# [THE TASK]
Each entry that follows must be output without any deviation.

# [DATA EXCERPTS]
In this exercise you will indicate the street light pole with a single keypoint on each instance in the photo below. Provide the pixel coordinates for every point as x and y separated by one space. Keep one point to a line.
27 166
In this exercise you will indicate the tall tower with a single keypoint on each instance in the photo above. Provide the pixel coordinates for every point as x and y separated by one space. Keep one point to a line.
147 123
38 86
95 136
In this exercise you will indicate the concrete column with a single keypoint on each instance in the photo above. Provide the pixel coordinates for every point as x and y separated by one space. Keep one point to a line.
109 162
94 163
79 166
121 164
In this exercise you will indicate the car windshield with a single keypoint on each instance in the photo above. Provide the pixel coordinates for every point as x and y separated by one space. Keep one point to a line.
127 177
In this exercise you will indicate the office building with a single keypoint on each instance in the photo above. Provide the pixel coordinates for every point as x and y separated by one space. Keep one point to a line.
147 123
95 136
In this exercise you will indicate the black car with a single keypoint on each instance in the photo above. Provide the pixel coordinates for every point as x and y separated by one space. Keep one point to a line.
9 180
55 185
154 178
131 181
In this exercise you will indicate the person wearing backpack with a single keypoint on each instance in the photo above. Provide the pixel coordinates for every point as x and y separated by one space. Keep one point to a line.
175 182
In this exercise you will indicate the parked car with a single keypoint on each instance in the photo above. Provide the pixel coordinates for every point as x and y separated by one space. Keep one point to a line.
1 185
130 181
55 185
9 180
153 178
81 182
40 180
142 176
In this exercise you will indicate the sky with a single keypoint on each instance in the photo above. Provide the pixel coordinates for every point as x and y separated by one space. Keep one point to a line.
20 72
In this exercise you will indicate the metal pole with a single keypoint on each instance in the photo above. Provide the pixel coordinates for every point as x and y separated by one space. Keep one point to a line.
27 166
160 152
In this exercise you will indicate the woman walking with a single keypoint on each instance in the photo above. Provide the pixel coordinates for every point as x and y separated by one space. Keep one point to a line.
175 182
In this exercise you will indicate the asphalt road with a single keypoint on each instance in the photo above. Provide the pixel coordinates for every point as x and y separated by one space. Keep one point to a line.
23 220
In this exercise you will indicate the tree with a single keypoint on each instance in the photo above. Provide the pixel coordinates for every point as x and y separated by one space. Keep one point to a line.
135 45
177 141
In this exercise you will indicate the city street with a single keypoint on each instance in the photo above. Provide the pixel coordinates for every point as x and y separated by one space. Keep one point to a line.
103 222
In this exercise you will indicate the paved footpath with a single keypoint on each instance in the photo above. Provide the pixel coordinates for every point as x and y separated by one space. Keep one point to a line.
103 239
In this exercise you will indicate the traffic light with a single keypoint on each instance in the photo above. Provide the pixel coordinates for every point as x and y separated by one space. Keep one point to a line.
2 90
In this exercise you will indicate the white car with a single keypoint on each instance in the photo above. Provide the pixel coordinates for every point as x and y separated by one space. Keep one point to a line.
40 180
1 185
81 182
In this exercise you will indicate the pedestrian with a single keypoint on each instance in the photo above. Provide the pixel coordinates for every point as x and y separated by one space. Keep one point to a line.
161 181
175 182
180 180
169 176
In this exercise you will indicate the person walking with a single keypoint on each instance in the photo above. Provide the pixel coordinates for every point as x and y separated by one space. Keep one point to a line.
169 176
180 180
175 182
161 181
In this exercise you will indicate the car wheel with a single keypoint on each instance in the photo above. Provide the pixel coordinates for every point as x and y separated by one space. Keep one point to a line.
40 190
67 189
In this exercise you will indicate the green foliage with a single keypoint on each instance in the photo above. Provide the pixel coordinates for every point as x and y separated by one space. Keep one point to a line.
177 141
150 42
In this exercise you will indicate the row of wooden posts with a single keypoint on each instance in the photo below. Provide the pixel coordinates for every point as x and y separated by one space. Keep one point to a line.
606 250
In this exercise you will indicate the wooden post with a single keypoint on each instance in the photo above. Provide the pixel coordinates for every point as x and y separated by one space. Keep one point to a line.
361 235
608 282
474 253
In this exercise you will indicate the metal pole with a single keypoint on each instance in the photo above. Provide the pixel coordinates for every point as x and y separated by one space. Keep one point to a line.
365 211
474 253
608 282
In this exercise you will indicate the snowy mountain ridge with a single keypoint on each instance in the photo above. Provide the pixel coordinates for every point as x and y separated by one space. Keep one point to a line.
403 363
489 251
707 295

# [FULL OUTPUT]
In this exercise you will indicate the street light pole with a single keypoint on each instance in the photo below. Provide the pixel coordinates for every point as x and y separated by one space. Keep one point to a line.
27 166
In this exercise you will indicate the tall tower with a single keypoint on each instance in the photo above. Provide the pixel coordinates for every point as x and y separated by one space. Keep one point to a line.
147 123
38 86
95 136
In this exercise you will indicate the concrete column with a single keypoint on each instance in the photo above. Provide the pixel coordinates for every point as x and y separated by one space. Keep one point to a line.
109 162
94 163
79 166
121 164
In this exercise you will indicate the car windshield with a single keypoint on each instance in the photo above. Provide the pixel coordinates for every point as x and y separated by one space. Keep one point to a line.
127 177
In this exercise you will indicate the office building with a single keypoint on each instance in the photo above. Provide the pixel coordinates for every point as x and y separated by one space. Keep one point to a line.
147 123
95 136
In this exercise you will indicate the black car with a single keypoint on each instance in the photo above. Provide the pixel coordinates for every point as x and y separated by one space. Keep one point to a line.
9 180
55 185
154 178
131 181
In this exercise you will indicate the person wearing backpack with a single keypoint on each instance in the photo above. Provide the pixel coordinates for every point as x and y separated by one space. Keep one point to a line.
175 182
In this exercise you will indicate the parked car with a single keypoint on each instance in the photo above. Provide the pixel coordinates for every point as x and y separated by one space. Keep one point to a line.
1 185
130 181
55 185
9 180
153 178
81 182
40 180
142 176
In this exercise you will indicate the sky with a single keypoint on each instance in the photo above. Provide the pixel coordinates for every point as x and y separated by one space. Keep one point to a line.
20 72
In this exercise you will indicate the metal pole with a single keypoint on each instance in the photo above. Provide the pixel coordinates for every point as x and y separated by one space. Keep one point to a line.
27 166
160 152
In this exercise you will indicate the woman walking with a single keypoint on each instance in the photo above. Provide the pixel coordinates for every point as x and y separated by one space. Keep one point to a line.
175 182
In this exercise you will indicate the asphalt road with a single keypoint on each instance in the photo above. Provide the pixel coordinates for every point as x and y separated by one space. Keep one point to a line.
23 220
In this exercise you will indicate the tree with a single keypoint on each instance in the photo above. Provide the pixel coordinates for every point as x and y separated by one space. Keep one point to a line.
135 45
177 141
In this exercise you will indicate the city street with a single keypoint on each instance in the photo above. Provide the pixel coordinates for every point as x and y separated by one space. Keep one point to a line.
103 222
In this exercise you will indicate the paved footpath with a single keypoint on each instance in the photo above. Provide the pixel coordinates for every point as x and y separated by one space. Keep one point to a line.
103 239
In this exercise you will indicate the traffic light with a single keypoint on each instance in the photo above. Provide the pixel coordinates for every point as x and y separated by one space. Keep one point to a line.
2 90
In this exercise you will indicate the white car with a single keypoint on each instance in the photo above. Provide the pixel coordinates for every point as x and y separated by one space. Keep one point to a line.
40 180
1 185
81 182
In this exercise you will indicate the pedestrian with a single keypoint on each instance in the photo above. Provide the pixel coordinates for every point as x and y separated by one space. Keep one point to a line.
161 181
175 182
180 180
169 176
In this exercise you will indicate the person walking with a single keypoint on each instance in the photo above. Provide the pixel coordinates for every point as x and y separated by one space. Keep one point to a line.
169 176
180 180
175 182
161 181
In this exercise you will indicate the car wheel with a single keypoint on each instance in the photo above. Provide the pixel coordinates for every point as x and y separated by one space. Keep one point to a line.
40 190
67 189
In this exercise you will indicate the green foliage with a single keypoint on each instance in the photo above. Provide the pixel coordinates for every point as x and y separated by one space. Keep one point to a line.
177 141
150 42
In this exercise you will indicate the row of wooden posts with a single keypoint on each instance in the photo below. Provide the pixel coordinates for every point as x and y separated by one space. Keep one point to a line.
606 250
In this exercise you will indicate the wooden post with a single keypoint on each instance in the photo above. Provide the pixel coordinates for every point as x and y separated by one space. Keep one point to a line.
361 235
608 282
474 253
In this exercise you will indicate the metal pole with a single keypoint on each instance in the photo above. Provide the pixel coordinates for every point as x and y separated by one space. Keep one point to a line.
365 211
474 253
608 282
In this exercise you will indicate the snowy mountain ridge with a single keypoint on each instance in the photo above. Provide the pixel coordinates for every point as x and y separated by one space. Keep one point to a line.
403 363
489 251
707 295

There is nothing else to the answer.